This is a true story.
Not too many years ago, my father-in-law and mother-in-law came to town for Thanksgiving. They had to drive about 6 hours to get here and in their haste to leave town, they forgot some of their medications. We were able to get the scripts filled at a 24 hour pharmacy, but the pharmacist said: "You can come down and wait - but it will take a while." I drove down around midnight and there were about 15 people standing there. "Not too bad I thought" and took a seat. Over the next 30 minutes the crowd started to build. This was the Wednesday night before Thanksgiving, but we were already into Thursday. I could see the pharmacist and noted he was a PharmD. He was also working furiously. He was literally filling prescriptions at the rate of 1 - 2 every 5 minutes while taking telephone calls. I noticed at the 30 minute mark he was starting to break a sweat. The next time I looked up there were over a hundred people there, pushing back through the aisles.

• **What you should do**
Please answer these questions about the pharmacy story, one per line:
1. About how long was the in-laws' drive into town?
2. Roughly how many people were waiting when the narrator arrived around midnight?
3. At what rate was the pharmacist filling prescriptions?
These entries have no connection to the pharmacy story.

• **Point location data**
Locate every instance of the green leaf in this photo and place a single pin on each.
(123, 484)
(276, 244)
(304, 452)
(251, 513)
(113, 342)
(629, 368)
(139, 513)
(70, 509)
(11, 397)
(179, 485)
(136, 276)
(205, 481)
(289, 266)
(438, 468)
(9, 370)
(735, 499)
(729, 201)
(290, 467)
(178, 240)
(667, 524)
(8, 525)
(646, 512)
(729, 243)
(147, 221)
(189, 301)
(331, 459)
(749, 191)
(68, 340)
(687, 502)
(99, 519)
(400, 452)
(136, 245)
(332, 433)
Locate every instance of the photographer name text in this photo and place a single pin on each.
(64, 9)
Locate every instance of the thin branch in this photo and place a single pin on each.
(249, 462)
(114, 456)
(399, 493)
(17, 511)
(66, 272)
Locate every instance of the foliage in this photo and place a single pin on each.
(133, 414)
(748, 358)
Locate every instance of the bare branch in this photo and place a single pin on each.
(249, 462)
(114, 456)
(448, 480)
...
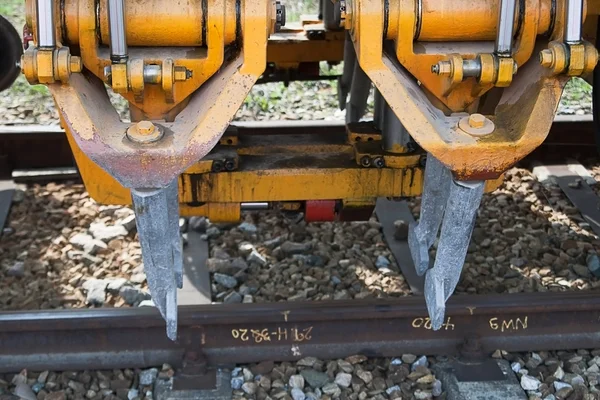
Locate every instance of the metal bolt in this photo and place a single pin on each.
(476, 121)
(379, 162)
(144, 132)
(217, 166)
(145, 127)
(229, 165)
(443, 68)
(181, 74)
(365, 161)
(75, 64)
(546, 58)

• **Written solution**
1. About 6 hours.
2. About 15 people.
3. 1 to 2 every 5 minutes.